◆ EXERCISE OBJECTIVE:
Quote every one of the following entries verbatim, reproducing each line without alteration.

◆ RECORDS FOR THE EXERCISE:
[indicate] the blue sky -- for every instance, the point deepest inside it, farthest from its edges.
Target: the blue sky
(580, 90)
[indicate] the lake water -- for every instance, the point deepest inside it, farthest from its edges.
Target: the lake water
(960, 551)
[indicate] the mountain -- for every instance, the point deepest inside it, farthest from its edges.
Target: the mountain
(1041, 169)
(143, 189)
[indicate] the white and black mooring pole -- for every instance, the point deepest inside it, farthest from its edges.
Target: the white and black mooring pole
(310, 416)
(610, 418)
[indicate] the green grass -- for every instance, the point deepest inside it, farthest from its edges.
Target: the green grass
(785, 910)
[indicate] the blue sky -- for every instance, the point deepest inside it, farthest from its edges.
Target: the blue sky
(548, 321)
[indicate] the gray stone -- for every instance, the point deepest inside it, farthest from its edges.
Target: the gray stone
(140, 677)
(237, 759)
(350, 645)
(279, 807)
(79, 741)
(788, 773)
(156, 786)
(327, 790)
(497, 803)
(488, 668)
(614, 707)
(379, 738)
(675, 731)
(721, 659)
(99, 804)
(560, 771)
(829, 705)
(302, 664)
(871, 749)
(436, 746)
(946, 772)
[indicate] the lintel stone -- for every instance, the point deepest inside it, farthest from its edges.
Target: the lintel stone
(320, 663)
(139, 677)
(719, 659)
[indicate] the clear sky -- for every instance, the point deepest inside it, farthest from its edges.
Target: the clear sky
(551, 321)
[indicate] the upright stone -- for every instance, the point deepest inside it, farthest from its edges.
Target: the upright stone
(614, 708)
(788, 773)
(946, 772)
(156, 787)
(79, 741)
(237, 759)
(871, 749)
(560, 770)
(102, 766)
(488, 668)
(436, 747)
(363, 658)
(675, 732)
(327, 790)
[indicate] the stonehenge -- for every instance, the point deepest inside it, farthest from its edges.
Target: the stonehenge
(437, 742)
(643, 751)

◆ RESPONSE FOR THIS EXERCISE:
[indicate] the blue sky -- for every instance, the point deepest inside it, farthest from its edges.
Target: the blue sky
(580, 90)
[indicate] the lake water -- for every instance, the point deepest inside it, farthest from its edges.
Target: the lake water
(960, 551)
[indicate] the mountain -- for every instance, the point deepest inside it, farthest from its edges.
Target: the mountain
(1041, 169)
(143, 189)
[indicate] the white and black mooring pole -- for every instance, the point deepest inside it, farthest from its edges.
Target: the white and black mooring pole
(310, 416)
(610, 418)
[indicate] the green grass -- for every instance, the point deepest inside it, farthest from its edges.
Target: the green grass
(785, 910)
[indicate] the blue sky -- for every instance, the point deepest inside it, farthest from its edges.
Target: the blue sky
(548, 321)
[indicate] the gray stone -- for every instance, the point deepest inside it, farthest from its edges.
Target: the gray stone
(140, 677)
(237, 759)
(350, 645)
(279, 807)
(79, 741)
(788, 773)
(156, 786)
(327, 790)
(497, 803)
(488, 668)
(614, 707)
(379, 738)
(675, 731)
(721, 659)
(99, 804)
(560, 771)
(829, 705)
(302, 664)
(871, 749)
(436, 746)
(946, 772)
[indicate] the lintel stone -- for every instance, the point deepest inside it, farthest from its edges.
Target: the lintel stone
(320, 663)
(139, 677)
(719, 659)
[indicate] the clear sky -- for every instance, the point deepest inside it, farthest from its edges.
Target: the clear sky
(551, 321)
[indicate] the upright stone -- for every instance, the point deepest inside it, farthest from its edges.
Target: the upright stone
(614, 708)
(788, 773)
(946, 772)
(156, 787)
(79, 741)
(237, 759)
(871, 749)
(560, 770)
(102, 766)
(488, 668)
(436, 747)
(363, 658)
(675, 732)
(327, 790)
[indicate] the stonehenge -- for every instance, the point deepest inside it, farthest from its edges.
Target: the stonehenge
(437, 742)
(643, 751)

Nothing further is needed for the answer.